■ Exercise description ■
Could you copy out all of the records below word for word, leaving the pictures out?

* * * * *

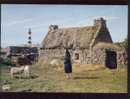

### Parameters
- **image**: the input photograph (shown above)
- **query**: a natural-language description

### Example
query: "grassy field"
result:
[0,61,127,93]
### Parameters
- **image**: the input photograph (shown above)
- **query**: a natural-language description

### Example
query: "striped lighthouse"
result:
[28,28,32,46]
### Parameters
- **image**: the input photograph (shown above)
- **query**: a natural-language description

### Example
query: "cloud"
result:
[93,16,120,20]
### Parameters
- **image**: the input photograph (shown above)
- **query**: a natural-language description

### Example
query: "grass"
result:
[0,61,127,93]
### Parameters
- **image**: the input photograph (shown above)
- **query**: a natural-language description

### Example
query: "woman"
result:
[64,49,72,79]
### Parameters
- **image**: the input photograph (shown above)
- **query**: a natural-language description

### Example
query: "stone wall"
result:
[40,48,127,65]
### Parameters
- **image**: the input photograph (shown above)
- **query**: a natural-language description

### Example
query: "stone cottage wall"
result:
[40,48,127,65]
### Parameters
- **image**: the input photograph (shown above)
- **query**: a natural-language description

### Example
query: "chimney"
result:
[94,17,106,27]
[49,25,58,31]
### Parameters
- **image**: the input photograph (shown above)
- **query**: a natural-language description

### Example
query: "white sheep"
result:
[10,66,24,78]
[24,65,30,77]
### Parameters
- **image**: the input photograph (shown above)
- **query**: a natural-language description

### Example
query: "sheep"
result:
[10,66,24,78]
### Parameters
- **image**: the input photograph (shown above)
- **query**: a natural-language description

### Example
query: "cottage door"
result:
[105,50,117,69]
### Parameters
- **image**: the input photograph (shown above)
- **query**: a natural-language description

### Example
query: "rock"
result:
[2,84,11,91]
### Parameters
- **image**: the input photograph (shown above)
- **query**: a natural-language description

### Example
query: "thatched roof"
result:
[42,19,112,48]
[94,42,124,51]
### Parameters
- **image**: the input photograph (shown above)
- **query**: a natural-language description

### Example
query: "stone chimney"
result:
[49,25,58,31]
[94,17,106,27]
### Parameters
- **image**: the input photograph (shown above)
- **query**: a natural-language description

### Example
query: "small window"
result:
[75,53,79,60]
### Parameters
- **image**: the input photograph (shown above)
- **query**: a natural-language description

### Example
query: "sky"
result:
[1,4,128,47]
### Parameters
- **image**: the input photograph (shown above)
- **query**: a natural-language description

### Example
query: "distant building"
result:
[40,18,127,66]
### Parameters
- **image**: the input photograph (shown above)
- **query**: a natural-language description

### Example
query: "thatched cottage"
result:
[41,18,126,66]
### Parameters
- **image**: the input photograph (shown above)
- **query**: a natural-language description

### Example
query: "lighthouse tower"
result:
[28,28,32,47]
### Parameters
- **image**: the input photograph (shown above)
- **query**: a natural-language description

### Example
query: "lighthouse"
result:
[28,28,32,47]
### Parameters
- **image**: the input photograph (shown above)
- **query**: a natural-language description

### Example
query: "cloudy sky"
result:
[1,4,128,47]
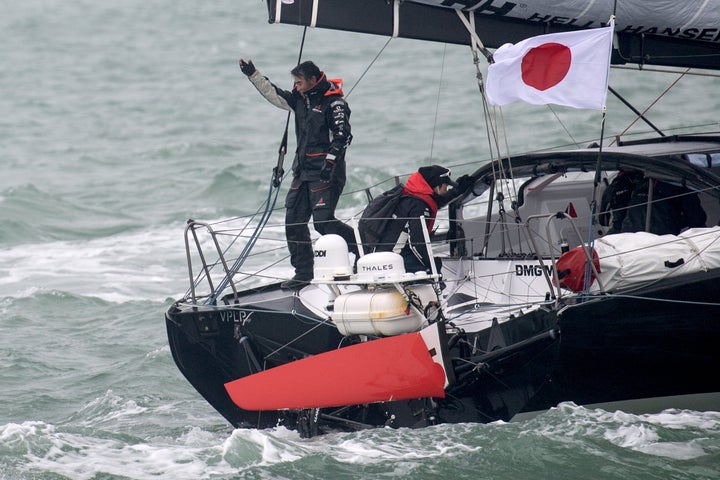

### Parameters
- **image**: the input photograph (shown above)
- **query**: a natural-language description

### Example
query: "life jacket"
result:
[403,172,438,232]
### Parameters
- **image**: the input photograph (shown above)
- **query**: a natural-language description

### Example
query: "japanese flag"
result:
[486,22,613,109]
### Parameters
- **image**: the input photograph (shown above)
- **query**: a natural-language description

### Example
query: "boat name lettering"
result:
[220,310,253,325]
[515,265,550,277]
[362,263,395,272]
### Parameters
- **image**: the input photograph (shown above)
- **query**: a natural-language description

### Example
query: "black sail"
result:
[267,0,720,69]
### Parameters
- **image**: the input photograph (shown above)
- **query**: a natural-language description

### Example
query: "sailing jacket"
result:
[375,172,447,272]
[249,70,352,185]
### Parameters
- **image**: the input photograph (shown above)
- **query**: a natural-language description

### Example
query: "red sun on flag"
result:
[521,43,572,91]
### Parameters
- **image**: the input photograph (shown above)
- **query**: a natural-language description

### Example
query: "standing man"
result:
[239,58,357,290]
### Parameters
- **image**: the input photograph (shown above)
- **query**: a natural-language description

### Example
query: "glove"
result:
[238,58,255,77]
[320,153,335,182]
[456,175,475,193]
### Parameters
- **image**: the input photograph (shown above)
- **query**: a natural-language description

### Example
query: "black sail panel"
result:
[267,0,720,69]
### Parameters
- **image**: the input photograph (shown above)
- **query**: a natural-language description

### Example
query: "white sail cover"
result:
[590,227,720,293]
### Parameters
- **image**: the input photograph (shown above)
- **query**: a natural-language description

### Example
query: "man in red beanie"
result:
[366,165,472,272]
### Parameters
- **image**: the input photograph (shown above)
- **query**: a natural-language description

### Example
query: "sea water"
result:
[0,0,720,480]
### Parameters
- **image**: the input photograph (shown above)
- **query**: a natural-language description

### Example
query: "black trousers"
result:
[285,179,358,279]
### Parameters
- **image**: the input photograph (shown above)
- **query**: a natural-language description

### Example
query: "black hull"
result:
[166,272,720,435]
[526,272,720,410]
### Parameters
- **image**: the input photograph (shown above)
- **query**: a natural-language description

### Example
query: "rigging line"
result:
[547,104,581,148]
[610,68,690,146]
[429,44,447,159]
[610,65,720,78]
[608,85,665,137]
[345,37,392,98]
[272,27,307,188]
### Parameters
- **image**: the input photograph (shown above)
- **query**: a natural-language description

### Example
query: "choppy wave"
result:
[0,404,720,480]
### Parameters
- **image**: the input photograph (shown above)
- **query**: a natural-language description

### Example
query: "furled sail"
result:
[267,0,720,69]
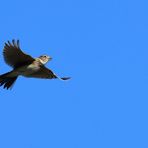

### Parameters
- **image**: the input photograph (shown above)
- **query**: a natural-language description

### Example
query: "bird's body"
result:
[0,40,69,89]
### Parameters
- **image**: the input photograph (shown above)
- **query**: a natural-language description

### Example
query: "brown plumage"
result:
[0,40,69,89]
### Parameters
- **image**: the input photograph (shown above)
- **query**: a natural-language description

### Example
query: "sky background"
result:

* * * * *

■ Solution for this problem ■
### Parameters
- **image**: the input photograph (shown above)
- **query**: a natural-language description

### Example
query: "grassy field"
result:
[0,61,127,93]
### Parameters
- **image**: the input photograph (shown above)
- **query**: a natural-language description

### Example
query: "striped lighthouse"
result:
[28,28,32,46]
### Parameters
- **image**: the input photograph (shown above)
- **query**: a natural-language description

### Example
query: "cloud"
result:
[93,16,120,20]
### Parameters
- **image**: the input photograph (shown above)
- **query**: a natural-language description

### Example
query: "grass"
result:
[0,61,127,93]
### Parameters
- **image**: the input photograph (shown above)
- **query**: a natural-language description

### Example
query: "woman"
result:
[64,49,72,79]
### Parameters
- **image**: the input photograph (shown above)
- **query**: a natural-language description

### Example
query: "stone wall"
result:
[40,48,127,65]
### Parameters
- **image**: the input photograph (shown above)
- **query**: a natural-language description

### Example
query: "stone cottage wall"
result:
[40,48,127,65]
### Parameters
- **image**: the input photograph (shown above)
- **query**: a natural-language description

### Example
query: "chimney"
result:
[94,17,106,27]
[49,25,58,31]
### Parameters
- **image**: the input photograph (shown above)
- **query**: a natural-language description

### Example
query: "white sheep"
result:
[10,66,24,78]
[24,65,30,77]
### Parameters
- **image**: the input photograph (shown above)
- **query**: a natural-language description

### Example
query: "sheep"
result:
[10,66,24,78]
### Parameters
- **image**: the input photograph (shown above)
- **query**: a natural-language description

### Example
query: "cottage door"
result:
[105,50,117,69]
### Parameters
- **image**: the input photograph (shown above)
- **query**: a natural-language description

### Example
query: "rock"
result:
[2,84,11,91]
### Parameters
- **image**: the input photograph (shown above)
- **query**: a natural-language description

### Example
query: "thatched roof"
result:
[42,19,112,48]
[94,42,124,51]
### Parameters
- **image**: the input photograph (shown above)
- **query**: a natural-language description

### Example
query: "stone chimney"
result:
[49,25,58,31]
[94,17,106,27]
### Parameters
- **image**: the input photograph (shown above)
- **query**: a natural-language description

### Example
query: "small window"
result:
[75,53,79,60]
### Parameters
- **image**: the input photograph (shown above)
- **query**: a natural-language description

### Example
query: "sky"
result:
[1,4,128,47]
### Parameters
- **image**: the input photograph (shown above)
- **query**: a natural-language description

### Example
query: "distant building"
result:
[40,18,127,66]
### Parameters
- **image**: the input photograph (shown above)
- **query**: a natural-language description

### Example
query: "thatched cottage"
result:
[41,18,126,66]
### Parameters
- **image**: the input photograph (shown above)
- **query**: a natural-language description

### Example
query: "lighthouse tower"
result:
[28,28,32,47]
### Parameters
- **image**: the input photograph (shown above)
- **query**: a natural-language description

### Example
query: "lighthouse"
result:
[28,28,32,47]
### Parameters
- **image**: the input photograph (shown above)
- **query**: a natural-language description

### Example
query: "cloudy sky"
result:
[1,4,128,47]

### Parameters
- **image**: the input photograph (shown above)
- **query**: a natural-language description

### Example
query: "life jacket"
result:
[403,172,438,232]
### Parameters
- **image**: the input photograph (shown above)
- **query**: a natural-language description

### Example
query: "japanese flag"
result:
[486,22,613,109]
### Parameters
- **image**: the input photograph (shown above)
- **query**: a natural-language description

### Example
query: "boat name lettering"
result:
[220,310,253,325]
[515,265,550,277]
[362,263,395,272]
### Parameters
- **image**: the input photograph (shown above)
- **query**: a natural-language description

### Example
query: "black sail"
result:
[267,0,720,69]
### Parameters
- **image**: the input photograph (shown above)
- **query**: a natural-language description

### Example
query: "sailing jacket"
result:
[375,172,447,272]
[249,70,352,185]
### Parameters
- **image**: the input photograph (shown above)
- **query**: a natural-language description

### Example
query: "red sun on flag"
result:
[521,43,572,91]
### Parameters
- **image**: the input photograph (shown above)
- **query**: a natural-language description

### Example
query: "standing man"
result:
[239,58,357,290]
### Parameters
- **image**: the input photograph (shown above)
- **query**: a natural-language description

### Example
query: "glove"
result:
[238,58,255,77]
[320,153,335,182]
[456,175,475,193]
### Parameters
- **image**: the input photograph (shown above)
- **query**: a natural-language description

### Example
query: "black sail panel"
result:
[267,0,720,69]
### Parameters
- **image**: the input photograph (shown above)
- **query**: a natural-language description

### Example
query: "white sail cover"
result:
[590,227,720,293]
### Parameters
- **image**: the input photograph (shown above)
- **query**: a natural-language description

### Example
query: "man in red beanie"
result:
[366,165,472,272]
### Parameters
- **image**: the input photograph (shown above)
- **query**: a natural-language description

### Example
query: "sea water"
result:
[0,0,720,480]
### Parameters
- **image**: the input photograph (shown above)
- **query**: a natural-language description

### Example
query: "black trousers"
result:
[285,179,358,279]
### Parameters
- **image**: the input photograph (shown above)
- **query**: a natural-language description

### Example
query: "black hull"
result:
[166,272,720,435]
[526,272,720,410]
### Parameters
- **image**: the input photograph (shown above)
- **query**: a natural-language description

### Example
query: "rigging line"
result:
[547,104,581,148]
[610,68,690,146]
[429,44,447,159]
[610,65,720,78]
[608,85,665,137]
[345,37,392,98]
[272,27,307,188]
### Parameters
- **image**: the input photograph (shown above)
- **query**: a natural-language description

### Example
query: "choppy wave"
result:
[0,404,720,480]
### Parameters
- **image**: the input photograph (shown above)
- **query**: a natural-language description

### Example
query: "furled sail"
result:
[267,0,720,69]

### Parameters
- **image**: the input photograph (shown above)
- **query**: a natural-language description

### Example
query: "bird's body"
result:
[0,40,69,89]
### Parameters
- **image**: the input photograph (shown above)
- **query**: a natural-language description

### Example
query: "brown plumage"
result:
[0,40,69,89]
### Parameters
- **image**: the input photograph (shown above)
- **query**: a natural-language description

### Example
query: "sky background"
result:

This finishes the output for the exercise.